Ejercicio A: Cita sin cambios el pasaje del texto sobre la pérdida de Alicia que se abre con las palabras que contienen "Algo que ninguno" y se cierra con "difícil de llenar.".
Ejercicio B: Prolonga el texto sobre la pérdida de Alicia a partir de su última oración.

Fragmento de origen:
La pérdida de Alicia --mi esposa de 39 años-- fue un rudo golpe para mi.
Algo que ninguno de los dos esperaba, tan temprano en su edad, tan pronto en nuestra vida común.
Tan desdichado en el sufrimiento que le tocó padecer y en la certidumbre de un final que por ser ella como era, duró casi un año más de lo previsible.
El cáncer pudo haber avanzado en su cuerpo, pero jamás tocó su espíritu.
Su ausencia ha dejado un vacío enorme, muy difícil de llenar.
Pero lo diferente a dos años atrás, es que hoy la puedo evocar con serenidad de espíritu. Dando gracias por todo lo hermoso que pudimos vivir juntos, también por los momentos difíciles, porque la existencia se compone de todos ellos como dos caras de una misma moneda.

Entradas de datos almacenadas:
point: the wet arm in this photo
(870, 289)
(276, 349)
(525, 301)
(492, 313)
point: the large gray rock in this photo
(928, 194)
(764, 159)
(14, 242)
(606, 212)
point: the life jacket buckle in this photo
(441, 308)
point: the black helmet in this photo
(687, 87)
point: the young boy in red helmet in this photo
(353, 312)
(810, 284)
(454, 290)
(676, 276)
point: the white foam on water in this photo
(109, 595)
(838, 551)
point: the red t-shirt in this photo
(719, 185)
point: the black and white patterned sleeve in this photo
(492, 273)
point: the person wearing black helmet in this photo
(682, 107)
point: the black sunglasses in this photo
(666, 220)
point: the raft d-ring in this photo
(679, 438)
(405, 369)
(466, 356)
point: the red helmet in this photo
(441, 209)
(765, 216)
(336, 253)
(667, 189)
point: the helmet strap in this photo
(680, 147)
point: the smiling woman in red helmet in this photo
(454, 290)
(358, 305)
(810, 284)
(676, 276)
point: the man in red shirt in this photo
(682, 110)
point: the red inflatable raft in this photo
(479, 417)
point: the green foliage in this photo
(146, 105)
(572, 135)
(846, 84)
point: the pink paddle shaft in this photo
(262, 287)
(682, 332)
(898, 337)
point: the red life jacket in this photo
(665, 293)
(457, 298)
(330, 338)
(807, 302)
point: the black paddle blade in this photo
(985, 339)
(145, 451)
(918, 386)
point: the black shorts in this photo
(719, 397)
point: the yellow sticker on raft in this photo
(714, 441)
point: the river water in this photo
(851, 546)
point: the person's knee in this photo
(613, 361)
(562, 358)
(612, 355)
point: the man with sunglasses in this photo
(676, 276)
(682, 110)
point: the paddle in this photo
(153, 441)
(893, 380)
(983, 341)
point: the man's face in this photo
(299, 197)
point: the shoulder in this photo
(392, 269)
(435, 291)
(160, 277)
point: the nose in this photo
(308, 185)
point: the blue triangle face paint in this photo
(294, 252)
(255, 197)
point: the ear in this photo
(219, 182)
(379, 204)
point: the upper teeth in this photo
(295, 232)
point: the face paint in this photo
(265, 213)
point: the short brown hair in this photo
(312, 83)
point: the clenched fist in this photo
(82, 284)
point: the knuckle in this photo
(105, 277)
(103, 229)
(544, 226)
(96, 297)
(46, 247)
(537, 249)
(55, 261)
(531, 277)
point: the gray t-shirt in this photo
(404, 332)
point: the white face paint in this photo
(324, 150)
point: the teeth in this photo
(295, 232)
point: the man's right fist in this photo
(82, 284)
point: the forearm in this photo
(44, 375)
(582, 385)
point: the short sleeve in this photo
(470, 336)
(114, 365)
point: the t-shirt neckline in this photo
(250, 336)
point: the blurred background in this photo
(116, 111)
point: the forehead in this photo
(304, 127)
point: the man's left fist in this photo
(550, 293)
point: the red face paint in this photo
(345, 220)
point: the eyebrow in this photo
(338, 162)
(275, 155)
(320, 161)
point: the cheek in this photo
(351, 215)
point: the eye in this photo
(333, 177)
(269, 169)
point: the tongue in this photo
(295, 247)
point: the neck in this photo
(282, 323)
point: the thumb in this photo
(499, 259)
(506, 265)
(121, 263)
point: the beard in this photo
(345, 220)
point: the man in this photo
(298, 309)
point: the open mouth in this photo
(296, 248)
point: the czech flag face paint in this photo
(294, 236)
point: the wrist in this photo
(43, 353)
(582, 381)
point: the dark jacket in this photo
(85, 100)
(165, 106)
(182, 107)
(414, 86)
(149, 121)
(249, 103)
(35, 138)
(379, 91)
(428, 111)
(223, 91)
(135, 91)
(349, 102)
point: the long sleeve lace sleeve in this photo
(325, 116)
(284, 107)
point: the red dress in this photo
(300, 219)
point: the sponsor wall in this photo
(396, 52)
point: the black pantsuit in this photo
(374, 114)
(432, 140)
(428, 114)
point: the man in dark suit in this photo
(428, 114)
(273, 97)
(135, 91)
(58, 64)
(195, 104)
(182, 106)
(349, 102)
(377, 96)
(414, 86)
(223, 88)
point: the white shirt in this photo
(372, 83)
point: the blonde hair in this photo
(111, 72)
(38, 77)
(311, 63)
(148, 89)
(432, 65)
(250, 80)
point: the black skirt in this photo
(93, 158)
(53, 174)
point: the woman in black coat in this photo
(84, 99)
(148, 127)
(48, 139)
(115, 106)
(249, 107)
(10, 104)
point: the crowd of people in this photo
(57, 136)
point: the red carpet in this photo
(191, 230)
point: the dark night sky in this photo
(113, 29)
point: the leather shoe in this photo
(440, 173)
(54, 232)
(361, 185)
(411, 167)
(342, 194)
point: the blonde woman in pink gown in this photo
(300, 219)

Respuesta al ejercicio A:
Algo que ninguno de los dos esperaba, tan temprano en su edad, tan pronto en nuestra vida común.
Tan desdichado en el sufrimiento que le tocó padecer y en la certidumbre de un final que por ser ella como era, duró casi un año más de lo previsible.
El cáncer pudo haber avanzado en su cuerpo, pero jamás tocó su espíritu.
Su ausencia ha dejado un vacío enorme, muy difícil de llenar.

Respuesta al ejercicio B:
¡Tantas cosas me recuerdan a ella! Su ropa, de la que aún ha quedado mucha conmigo que no he querido dar a cualquiera ni donar indiscriminadamente. Algún medicamento que usó durante su enfermedad, y de los cuales me he ido deshaciendo, pero siempre aparece alguno, en algún cajón o estante. Su letra, en recetas de cocina copiadas de alguna fuente. Y su estupendo sentido geográfico que viene a mi cuando conduzco mi automóvil, y voy por caminos que ella me enseñó a usar.
Alicia está presente. Alicia perdura conmigo en el tiempo. No está allá, no está afuera, está dentro mío, la llevo conmigo, y así será hasta el día en que el Ser en Si me llame a su presencia, y entonces nos reencontremos, ya en la Eternidad.